▶ **Data provided**
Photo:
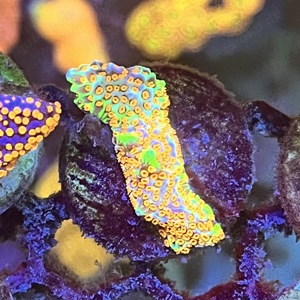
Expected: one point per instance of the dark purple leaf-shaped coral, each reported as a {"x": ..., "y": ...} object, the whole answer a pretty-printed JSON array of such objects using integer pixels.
[
  {"x": 214, "y": 137},
  {"x": 288, "y": 174}
]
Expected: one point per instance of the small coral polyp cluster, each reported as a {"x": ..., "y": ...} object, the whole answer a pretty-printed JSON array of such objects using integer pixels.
[
  {"x": 24, "y": 122},
  {"x": 135, "y": 105}
]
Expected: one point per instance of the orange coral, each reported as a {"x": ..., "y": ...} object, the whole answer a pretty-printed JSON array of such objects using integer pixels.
[
  {"x": 9, "y": 24},
  {"x": 72, "y": 27},
  {"x": 165, "y": 28},
  {"x": 24, "y": 122}
]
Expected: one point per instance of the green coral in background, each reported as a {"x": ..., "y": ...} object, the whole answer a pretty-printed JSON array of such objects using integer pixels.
[{"x": 10, "y": 73}]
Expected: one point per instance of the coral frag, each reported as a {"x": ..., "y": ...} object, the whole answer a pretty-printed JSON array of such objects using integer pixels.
[{"x": 217, "y": 151}]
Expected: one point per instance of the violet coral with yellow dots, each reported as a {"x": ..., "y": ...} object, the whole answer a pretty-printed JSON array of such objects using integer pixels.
[
  {"x": 135, "y": 105},
  {"x": 24, "y": 122}
]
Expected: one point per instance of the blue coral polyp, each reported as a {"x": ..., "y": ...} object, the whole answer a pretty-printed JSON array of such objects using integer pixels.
[
  {"x": 24, "y": 123},
  {"x": 135, "y": 105}
]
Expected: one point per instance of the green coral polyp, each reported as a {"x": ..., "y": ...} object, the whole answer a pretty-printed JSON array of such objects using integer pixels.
[
  {"x": 135, "y": 105},
  {"x": 148, "y": 157}
]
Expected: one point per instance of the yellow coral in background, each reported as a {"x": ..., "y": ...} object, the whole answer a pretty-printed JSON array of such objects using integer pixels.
[
  {"x": 80, "y": 254},
  {"x": 165, "y": 28},
  {"x": 73, "y": 29}
]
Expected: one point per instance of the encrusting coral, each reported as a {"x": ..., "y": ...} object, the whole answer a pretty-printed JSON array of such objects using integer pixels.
[
  {"x": 24, "y": 122},
  {"x": 165, "y": 28},
  {"x": 135, "y": 105}
]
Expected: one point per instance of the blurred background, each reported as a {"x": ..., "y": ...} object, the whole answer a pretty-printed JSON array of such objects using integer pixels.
[{"x": 252, "y": 46}]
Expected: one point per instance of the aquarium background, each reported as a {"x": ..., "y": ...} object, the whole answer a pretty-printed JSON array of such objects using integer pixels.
[{"x": 259, "y": 62}]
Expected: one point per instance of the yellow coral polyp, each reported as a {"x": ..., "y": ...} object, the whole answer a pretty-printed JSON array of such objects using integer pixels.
[
  {"x": 149, "y": 153},
  {"x": 165, "y": 28}
]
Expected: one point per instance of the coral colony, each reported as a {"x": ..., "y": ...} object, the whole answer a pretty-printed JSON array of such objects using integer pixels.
[
  {"x": 25, "y": 122},
  {"x": 170, "y": 145},
  {"x": 179, "y": 28},
  {"x": 135, "y": 105}
]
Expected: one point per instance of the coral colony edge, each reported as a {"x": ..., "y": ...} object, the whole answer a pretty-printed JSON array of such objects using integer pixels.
[
  {"x": 135, "y": 105},
  {"x": 24, "y": 122}
]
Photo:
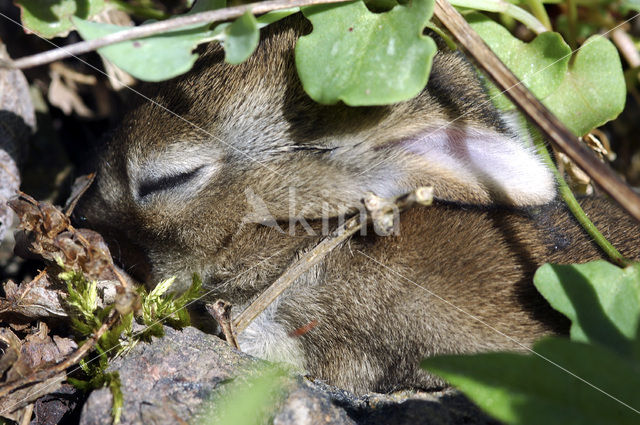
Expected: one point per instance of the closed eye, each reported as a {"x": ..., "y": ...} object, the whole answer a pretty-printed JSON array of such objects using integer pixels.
[{"x": 164, "y": 183}]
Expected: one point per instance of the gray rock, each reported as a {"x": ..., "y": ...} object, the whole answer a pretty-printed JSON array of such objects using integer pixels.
[{"x": 167, "y": 381}]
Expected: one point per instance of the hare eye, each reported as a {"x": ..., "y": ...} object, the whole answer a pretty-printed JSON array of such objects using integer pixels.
[{"x": 147, "y": 187}]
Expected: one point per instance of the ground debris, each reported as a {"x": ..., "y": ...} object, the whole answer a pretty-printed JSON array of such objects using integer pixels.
[{"x": 47, "y": 233}]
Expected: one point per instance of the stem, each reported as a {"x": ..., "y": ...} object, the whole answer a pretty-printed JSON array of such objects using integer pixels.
[
  {"x": 572, "y": 18},
  {"x": 537, "y": 7},
  {"x": 578, "y": 212},
  {"x": 550, "y": 126},
  {"x": 500, "y": 6},
  {"x": 158, "y": 28}
]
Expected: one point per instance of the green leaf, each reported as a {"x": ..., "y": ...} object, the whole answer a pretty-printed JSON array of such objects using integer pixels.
[
  {"x": 241, "y": 39},
  {"x": 529, "y": 390},
  {"x": 204, "y": 5},
  {"x": 53, "y": 18},
  {"x": 541, "y": 64},
  {"x": 154, "y": 58},
  {"x": 363, "y": 58},
  {"x": 601, "y": 300},
  {"x": 593, "y": 91},
  {"x": 247, "y": 402}
]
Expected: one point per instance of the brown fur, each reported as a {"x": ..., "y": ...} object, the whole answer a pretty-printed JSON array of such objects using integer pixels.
[{"x": 375, "y": 321}]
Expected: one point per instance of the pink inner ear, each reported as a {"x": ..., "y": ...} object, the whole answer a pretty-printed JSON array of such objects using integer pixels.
[{"x": 510, "y": 171}]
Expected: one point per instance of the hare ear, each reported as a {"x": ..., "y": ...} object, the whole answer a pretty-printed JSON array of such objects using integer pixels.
[{"x": 470, "y": 165}]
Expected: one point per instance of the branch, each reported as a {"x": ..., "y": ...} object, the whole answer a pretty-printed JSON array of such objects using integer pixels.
[
  {"x": 550, "y": 126},
  {"x": 379, "y": 211},
  {"x": 158, "y": 28}
]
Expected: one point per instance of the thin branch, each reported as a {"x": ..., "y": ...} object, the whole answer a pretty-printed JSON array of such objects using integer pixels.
[
  {"x": 578, "y": 212},
  {"x": 626, "y": 46},
  {"x": 378, "y": 212},
  {"x": 550, "y": 126},
  {"x": 50, "y": 372},
  {"x": 158, "y": 28}
]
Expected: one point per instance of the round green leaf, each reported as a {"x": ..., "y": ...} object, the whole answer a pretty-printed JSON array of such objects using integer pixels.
[
  {"x": 541, "y": 64},
  {"x": 365, "y": 58},
  {"x": 593, "y": 91},
  {"x": 601, "y": 300},
  {"x": 554, "y": 387},
  {"x": 53, "y": 18},
  {"x": 241, "y": 39}
]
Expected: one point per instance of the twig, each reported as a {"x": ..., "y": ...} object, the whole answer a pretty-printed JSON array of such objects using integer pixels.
[
  {"x": 157, "y": 28},
  {"x": 626, "y": 46},
  {"x": 48, "y": 373},
  {"x": 550, "y": 126},
  {"x": 502, "y": 6},
  {"x": 221, "y": 311},
  {"x": 423, "y": 196},
  {"x": 79, "y": 191}
]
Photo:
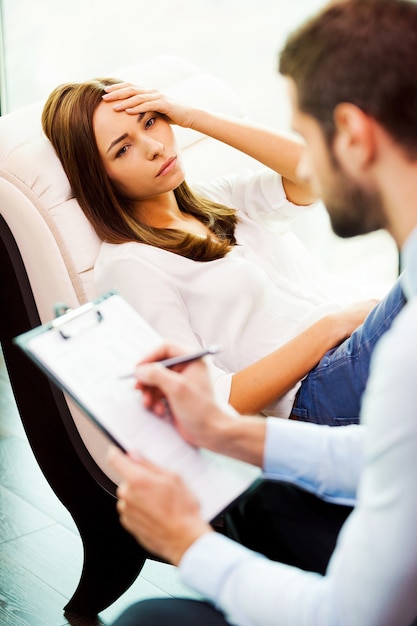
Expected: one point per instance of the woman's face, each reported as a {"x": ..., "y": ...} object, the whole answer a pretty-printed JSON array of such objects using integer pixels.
[{"x": 139, "y": 152}]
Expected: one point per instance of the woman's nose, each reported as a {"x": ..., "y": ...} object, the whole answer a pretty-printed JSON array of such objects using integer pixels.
[{"x": 153, "y": 149}]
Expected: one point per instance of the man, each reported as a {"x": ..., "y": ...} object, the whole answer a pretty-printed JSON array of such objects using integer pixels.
[{"x": 352, "y": 79}]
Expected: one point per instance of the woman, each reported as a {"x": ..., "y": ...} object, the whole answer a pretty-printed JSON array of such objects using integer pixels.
[{"x": 201, "y": 272}]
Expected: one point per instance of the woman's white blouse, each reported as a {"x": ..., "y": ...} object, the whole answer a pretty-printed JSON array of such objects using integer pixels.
[{"x": 263, "y": 293}]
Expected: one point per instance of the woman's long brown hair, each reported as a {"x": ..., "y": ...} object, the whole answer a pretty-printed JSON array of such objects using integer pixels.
[{"x": 67, "y": 120}]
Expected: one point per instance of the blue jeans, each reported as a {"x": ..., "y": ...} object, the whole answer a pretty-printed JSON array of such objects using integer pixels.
[{"x": 332, "y": 392}]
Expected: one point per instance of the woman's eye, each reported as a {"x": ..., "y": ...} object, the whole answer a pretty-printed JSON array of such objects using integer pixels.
[
  {"x": 121, "y": 152},
  {"x": 150, "y": 122}
]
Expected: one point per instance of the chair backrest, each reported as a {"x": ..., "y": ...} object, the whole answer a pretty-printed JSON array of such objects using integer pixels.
[{"x": 56, "y": 243}]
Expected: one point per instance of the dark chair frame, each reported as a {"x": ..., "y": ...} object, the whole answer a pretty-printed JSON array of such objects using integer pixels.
[{"x": 112, "y": 558}]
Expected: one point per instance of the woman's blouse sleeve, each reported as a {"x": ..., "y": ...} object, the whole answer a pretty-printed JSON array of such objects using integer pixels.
[{"x": 259, "y": 194}]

▶ **Problem statement**
Write out the lines from the one containing "Expected: one point per instance of the woman's blouse" through the last line of the records above. Include both of those lines and nothing else.

▶ **Task result**
Expected: one point per instance of the woman's blouse sleeve, each reported as a {"x": ..., "y": ...} object, the whole answer a pretty-printed JSON array of such objects using integer pixels.
[{"x": 259, "y": 194}]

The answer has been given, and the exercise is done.